* BEGIN Entries *
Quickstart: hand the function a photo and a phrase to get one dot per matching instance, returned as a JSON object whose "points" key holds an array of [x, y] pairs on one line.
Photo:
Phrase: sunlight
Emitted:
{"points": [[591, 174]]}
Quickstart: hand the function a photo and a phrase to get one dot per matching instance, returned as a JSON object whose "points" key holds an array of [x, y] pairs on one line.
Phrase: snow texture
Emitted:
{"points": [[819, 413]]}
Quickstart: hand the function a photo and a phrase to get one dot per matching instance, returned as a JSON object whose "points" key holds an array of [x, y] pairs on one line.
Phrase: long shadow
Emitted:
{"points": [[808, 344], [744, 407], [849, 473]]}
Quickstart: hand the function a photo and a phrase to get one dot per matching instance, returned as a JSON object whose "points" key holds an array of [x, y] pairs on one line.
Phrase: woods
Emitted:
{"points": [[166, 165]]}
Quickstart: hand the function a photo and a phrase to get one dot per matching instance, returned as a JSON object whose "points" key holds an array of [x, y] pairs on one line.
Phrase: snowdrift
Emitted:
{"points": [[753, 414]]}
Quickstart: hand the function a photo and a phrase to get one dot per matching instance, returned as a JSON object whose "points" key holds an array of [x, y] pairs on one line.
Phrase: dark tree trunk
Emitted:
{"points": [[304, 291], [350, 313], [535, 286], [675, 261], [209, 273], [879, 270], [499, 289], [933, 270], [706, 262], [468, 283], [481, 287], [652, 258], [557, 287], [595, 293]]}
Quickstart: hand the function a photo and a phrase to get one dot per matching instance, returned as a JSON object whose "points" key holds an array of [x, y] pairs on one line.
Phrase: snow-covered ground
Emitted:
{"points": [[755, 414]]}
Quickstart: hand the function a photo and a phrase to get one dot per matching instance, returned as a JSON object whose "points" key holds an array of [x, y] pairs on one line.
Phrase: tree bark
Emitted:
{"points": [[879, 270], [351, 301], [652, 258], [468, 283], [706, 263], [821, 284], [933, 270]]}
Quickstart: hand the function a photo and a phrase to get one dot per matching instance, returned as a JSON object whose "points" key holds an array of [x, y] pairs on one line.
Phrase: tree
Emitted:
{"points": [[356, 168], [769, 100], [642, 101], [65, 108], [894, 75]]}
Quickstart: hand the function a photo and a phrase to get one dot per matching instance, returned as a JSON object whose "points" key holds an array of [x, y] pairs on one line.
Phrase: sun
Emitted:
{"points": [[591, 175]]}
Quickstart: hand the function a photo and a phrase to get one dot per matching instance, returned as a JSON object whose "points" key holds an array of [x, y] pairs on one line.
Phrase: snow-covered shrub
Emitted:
* END Entries *
◆ Task
Give back all the records exactly as they stand.

◆ Completed exercise
Quickstart: hand the function a photo and a phrase to get one dot per matching instance, returned as a JSON object whose "points" key holds an array of [x, y] pairs on one line.
Photo:
Phrase: sunlight
Emitted:
{"points": [[591, 174]]}
Quickstart: hand the function a photo and a phrase to get one dot per matching instance, returned as a JSON object whose "points" key holds an array of [x, y] pairs on one line.
Phrase: snow texture
Emitted:
{"points": [[819, 413]]}
Quickstart: hand the function a photo and a phrase to get one dot per matching instance, returned as a JSON object whose "points" key holds an array of [x, y] pairs on one line.
Phrase: long shadow
Emitted:
{"points": [[808, 344], [744, 407], [849, 473]]}
Quickstart: hand the function a photo and a phrase to get one dot per matching instance, returned as a JSON object whose "points" key holds an array of [x, y] pairs on one line.
Phrase: woods
Emitted:
{"points": [[166, 165]]}
Quickstart: hand the function a photo and a phrase to get one dot per matching instance, returned as a JSON object whose "points" key holds an array of [x, y] pairs on one line.
Phrase: snowdrift
Emitted:
{"points": [[753, 414]]}
Quickstart: hand the function a photo and a phrase to get one dot per matching instance, returned as a JSON object whose "points" key holds an array of [x, y] pairs on one line.
Phrase: dark tree trunk
Emitted:
{"points": [[304, 291], [350, 313], [535, 286], [675, 261], [209, 273], [879, 270], [499, 289], [933, 270], [706, 262], [468, 283], [481, 287], [652, 258], [557, 287], [595, 293]]}
Quickstart: hand the function a photo and a phrase to get one dot per matching instance, returned as a JSON object whose "points" key holds an array of [x, y] pairs on one line.
Phrase: snow-covered ground
Emitted:
{"points": [[755, 414]]}
Quickstart: hand the function a photo and a phrase to get one dot per matching instance, returned as a JSON object whose "points" key holds an array of [x, y] pairs on one line.
Phrase: tree bark
Emitted:
{"points": [[879, 270], [351, 301], [652, 258], [468, 283], [706, 263], [821, 284], [933, 270]]}
Quickstart: hand the function a photo and a phrase to get one dot per matching instance, returned as a JSON object whose "points" key holds an array of [x, y] pairs on one line.
Phrase: tree
Emitted:
{"points": [[356, 168], [769, 100], [642, 101], [65, 108], [894, 75]]}
Quickstart: hand the function a photo and a phrase to get one dot per matching instance, returned as a JSON object whose "points" key holds an array of [x, y] pairs on one line.
Phrase: sun
Emitted:
{"points": [[591, 175]]}
Quickstart: hand the function a photo and a phrase to get one dot per matching instance, returned as a JSON object whose "points" key holds an array of [x, y] pairs on one line.
Phrase: snow-covered shrub
Emitted:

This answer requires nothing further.